• **GIVEN TASK**
Everything from the line that contains "Could you mark the coconut" through the last line of the listing must be copied exactly, with both of those lines included and no others.

• **STORED DATA**

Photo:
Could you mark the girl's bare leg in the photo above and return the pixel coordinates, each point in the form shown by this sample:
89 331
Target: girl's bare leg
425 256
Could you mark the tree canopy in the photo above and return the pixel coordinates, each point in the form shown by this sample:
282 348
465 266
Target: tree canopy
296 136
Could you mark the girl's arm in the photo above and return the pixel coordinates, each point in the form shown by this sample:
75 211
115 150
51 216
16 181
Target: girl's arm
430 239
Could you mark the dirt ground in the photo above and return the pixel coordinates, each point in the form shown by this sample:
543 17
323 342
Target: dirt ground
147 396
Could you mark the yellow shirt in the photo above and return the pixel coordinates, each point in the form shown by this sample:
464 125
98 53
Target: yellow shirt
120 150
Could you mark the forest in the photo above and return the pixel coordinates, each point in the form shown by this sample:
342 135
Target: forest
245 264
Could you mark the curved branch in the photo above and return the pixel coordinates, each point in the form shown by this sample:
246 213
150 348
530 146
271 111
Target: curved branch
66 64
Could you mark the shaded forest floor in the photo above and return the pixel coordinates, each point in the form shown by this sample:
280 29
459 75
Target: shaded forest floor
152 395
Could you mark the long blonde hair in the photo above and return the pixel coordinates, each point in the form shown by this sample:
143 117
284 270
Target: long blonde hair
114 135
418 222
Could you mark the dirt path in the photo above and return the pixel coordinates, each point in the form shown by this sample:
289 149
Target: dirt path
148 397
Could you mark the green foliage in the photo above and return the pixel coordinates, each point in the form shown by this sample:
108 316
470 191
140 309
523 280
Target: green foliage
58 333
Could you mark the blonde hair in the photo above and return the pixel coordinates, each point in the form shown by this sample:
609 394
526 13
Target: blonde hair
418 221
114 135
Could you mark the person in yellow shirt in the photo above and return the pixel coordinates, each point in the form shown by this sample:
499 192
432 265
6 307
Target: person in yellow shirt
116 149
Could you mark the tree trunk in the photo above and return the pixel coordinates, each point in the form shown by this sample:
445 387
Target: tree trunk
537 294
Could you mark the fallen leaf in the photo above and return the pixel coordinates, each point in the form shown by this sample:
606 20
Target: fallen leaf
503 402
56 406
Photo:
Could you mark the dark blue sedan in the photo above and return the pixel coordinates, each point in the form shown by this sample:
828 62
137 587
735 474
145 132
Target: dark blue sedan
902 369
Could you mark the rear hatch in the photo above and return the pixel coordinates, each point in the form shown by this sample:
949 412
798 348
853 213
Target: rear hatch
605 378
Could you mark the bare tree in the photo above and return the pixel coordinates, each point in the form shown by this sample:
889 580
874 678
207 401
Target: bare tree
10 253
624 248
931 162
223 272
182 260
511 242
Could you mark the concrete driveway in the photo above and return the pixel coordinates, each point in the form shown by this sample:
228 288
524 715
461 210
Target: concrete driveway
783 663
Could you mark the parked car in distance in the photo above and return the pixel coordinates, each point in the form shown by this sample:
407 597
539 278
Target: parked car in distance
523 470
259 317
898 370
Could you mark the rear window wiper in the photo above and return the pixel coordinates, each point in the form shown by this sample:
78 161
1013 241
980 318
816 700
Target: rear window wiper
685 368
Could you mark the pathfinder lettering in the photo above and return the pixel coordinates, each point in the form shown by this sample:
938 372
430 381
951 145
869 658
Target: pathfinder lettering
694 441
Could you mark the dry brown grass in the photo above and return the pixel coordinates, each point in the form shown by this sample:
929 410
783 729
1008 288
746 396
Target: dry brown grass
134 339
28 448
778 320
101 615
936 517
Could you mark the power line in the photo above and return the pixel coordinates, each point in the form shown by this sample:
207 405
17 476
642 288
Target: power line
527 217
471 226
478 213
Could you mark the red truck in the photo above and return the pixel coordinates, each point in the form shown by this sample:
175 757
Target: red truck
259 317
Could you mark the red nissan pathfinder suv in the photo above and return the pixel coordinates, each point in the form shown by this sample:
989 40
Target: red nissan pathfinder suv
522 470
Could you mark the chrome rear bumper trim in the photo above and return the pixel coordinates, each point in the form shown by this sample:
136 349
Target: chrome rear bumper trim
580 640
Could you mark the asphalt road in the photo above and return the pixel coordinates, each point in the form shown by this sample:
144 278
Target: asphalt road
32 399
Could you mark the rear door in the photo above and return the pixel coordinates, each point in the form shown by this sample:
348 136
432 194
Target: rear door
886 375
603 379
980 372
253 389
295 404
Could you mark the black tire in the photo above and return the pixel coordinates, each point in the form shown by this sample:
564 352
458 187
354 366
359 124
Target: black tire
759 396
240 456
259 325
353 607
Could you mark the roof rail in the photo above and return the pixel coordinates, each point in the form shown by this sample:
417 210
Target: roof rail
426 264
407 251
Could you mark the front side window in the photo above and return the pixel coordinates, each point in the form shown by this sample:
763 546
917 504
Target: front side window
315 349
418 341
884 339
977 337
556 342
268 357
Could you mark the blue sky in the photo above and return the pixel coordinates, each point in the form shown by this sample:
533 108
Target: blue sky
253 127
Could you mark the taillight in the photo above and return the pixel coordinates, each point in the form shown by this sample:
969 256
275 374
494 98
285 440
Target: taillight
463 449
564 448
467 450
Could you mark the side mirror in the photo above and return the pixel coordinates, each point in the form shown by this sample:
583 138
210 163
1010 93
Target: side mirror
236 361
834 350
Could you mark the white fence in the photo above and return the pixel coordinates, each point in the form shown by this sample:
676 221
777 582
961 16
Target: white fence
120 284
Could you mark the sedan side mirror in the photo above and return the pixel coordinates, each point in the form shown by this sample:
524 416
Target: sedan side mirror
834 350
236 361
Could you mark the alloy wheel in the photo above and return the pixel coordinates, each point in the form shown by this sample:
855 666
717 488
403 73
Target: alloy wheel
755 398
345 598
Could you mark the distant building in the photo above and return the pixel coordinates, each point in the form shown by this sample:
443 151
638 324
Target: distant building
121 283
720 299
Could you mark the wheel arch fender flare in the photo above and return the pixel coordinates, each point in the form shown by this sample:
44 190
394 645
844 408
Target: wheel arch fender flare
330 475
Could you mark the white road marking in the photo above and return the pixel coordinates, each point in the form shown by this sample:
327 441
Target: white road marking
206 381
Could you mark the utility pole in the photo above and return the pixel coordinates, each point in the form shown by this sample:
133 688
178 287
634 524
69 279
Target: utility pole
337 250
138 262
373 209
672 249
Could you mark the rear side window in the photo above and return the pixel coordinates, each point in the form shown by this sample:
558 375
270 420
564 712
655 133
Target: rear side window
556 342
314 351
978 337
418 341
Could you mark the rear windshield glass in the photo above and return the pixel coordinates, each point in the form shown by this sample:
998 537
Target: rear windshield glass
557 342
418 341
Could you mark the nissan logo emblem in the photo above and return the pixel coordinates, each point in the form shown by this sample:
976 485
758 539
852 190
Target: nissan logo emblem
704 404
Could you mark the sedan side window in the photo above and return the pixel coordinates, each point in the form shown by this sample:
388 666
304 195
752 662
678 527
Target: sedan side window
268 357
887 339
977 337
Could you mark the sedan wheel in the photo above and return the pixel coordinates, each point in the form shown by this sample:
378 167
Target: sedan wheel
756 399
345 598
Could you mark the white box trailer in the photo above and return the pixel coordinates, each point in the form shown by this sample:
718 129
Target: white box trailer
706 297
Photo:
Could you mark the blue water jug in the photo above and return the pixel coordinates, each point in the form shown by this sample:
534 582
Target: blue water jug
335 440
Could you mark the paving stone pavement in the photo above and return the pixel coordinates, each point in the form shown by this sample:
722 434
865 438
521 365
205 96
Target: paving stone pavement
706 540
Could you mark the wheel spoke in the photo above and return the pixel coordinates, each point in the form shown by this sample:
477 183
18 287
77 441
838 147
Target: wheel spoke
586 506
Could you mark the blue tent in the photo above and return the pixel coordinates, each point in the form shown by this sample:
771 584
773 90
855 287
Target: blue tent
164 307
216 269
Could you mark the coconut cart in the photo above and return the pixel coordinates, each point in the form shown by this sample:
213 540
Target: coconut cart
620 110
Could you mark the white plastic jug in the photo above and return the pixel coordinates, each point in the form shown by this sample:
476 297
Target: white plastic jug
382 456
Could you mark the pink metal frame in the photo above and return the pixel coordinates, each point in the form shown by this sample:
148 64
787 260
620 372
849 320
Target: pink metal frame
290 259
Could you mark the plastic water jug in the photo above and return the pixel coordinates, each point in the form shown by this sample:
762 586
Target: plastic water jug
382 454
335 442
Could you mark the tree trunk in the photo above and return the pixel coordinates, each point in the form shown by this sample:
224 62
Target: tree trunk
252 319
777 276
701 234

• **EXERCISE ANSWER**
Could you mark the coconut cart in the photo above and return the pixel coordinates, each point in the form shown by this sample:
213 540
Target: coconut cart
620 110
Could you mark the white plastic jug in the photo above and return the pixel coordinates, each point in the form shown by this sample:
476 297
Target: white plastic jug
382 456
Could you mark the pink metal frame in the photo above and return the pixel coordinates, each point in the form shown by this sample:
148 64
787 260
620 372
849 320
Target: pink metal frame
290 259
Could you mark the plastic water jug in the photo above and return the pixel coordinates, each point in the form shown by this sample:
762 586
Target: plastic water jug
382 454
335 442
Could you mark the tree trunk in the photo above and return the pixel coordinates, each point in the form shown by this sample:
224 62
Target: tree trunk
252 319
777 276
701 234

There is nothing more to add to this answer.